**課題の内容:** 以下の項目をすべて、一字一句変えずにそのまま返してください。画像は含めないでください。

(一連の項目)
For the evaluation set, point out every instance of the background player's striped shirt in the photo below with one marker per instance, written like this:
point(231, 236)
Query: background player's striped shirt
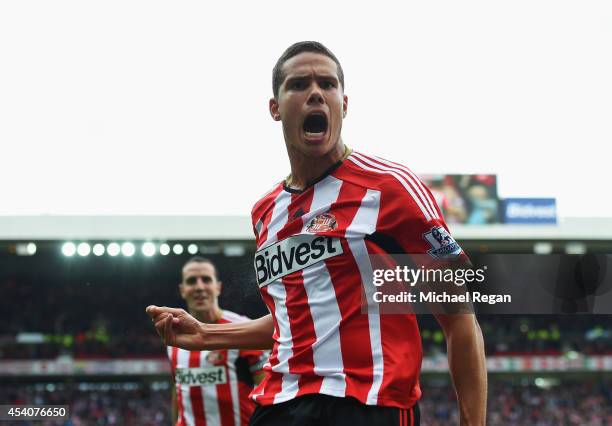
point(313, 269)
point(212, 387)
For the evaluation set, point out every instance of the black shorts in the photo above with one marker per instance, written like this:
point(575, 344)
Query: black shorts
point(325, 410)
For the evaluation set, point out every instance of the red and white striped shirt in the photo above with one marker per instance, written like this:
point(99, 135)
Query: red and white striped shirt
point(212, 387)
point(313, 269)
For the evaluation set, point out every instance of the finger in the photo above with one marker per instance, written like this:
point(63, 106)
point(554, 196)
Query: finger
point(153, 310)
point(168, 333)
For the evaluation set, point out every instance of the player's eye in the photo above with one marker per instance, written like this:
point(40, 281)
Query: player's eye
point(297, 85)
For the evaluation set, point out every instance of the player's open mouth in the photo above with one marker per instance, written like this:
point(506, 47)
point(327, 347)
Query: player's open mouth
point(315, 126)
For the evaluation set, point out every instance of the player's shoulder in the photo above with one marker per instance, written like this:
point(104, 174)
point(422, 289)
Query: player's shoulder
point(265, 200)
point(229, 316)
point(398, 185)
point(379, 173)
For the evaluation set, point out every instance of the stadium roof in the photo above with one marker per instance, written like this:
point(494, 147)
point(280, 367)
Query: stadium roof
point(238, 228)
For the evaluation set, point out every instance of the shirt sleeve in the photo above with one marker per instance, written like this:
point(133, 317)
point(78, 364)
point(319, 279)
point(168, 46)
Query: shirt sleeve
point(410, 222)
point(255, 359)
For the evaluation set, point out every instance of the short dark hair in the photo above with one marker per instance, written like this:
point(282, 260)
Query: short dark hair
point(201, 259)
point(295, 49)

**回答:**
For the evaluation set, point out every instance of the background player's striped shirt in the photo below with one marker per instance, written like this:
point(231, 236)
Query: background player's striped shirt
point(313, 269)
point(212, 387)
For the evaluation set, point out every instance of the black shorts in the photo above with one marker per instance, written like this:
point(575, 344)
Query: black shorts
point(325, 410)
For the evaluation set, point out every instance of the red and white striped shirt in the photo above with one marker per instance, written like this:
point(99, 135)
Query: red and white striped shirt
point(212, 387)
point(313, 269)
For the evaluation set, point out every instance of the finger in the photo above with one marker per instance, written like this:
point(63, 106)
point(554, 196)
Query: finger
point(153, 310)
point(168, 333)
For the evaluation set, point out every instance of the player's eye in the photo above with one marker per instance, written like this:
point(40, 281)
Query: player's eye
point(297, 85)
For the evaluation set, point out every instance of the player's open mouth in the photo above with one marker per instance, written like this:
point(506, 47)
point(327, 347)
Query: player's open mouth
point(315, 126)
For the evaluation set, point out every instance of the player's shoulder in the photo above with one marker per instance, written like this:
point(104, 174)
point(422, 289)
Query: player's shoulder
point(265, 200)
point(229, 316)
point(398, 185)
point(379, 173)
For the evaluation set, point out every instance of the stadium roof in the photo above with one marker per instance, written like this:
point(494, 147)
point(280, 367)
Query: stadium roof
point(238, 228)
For the evaluation set, point out every instance of the shirt sleeve in the photo above with one marker per instance, written like this:
point(133, 317)
point(78, 364)
point(319, 279)
point(168, 46)
Query: shirt sleeve
point(410, 222)
point(255, 359)
For the evaluation set, point out every instance of the short dark hair in the photo above with one marker per instance, written like this:
point(282, 260)
Query: short dark hair
point(201, 259)
point(295, 49)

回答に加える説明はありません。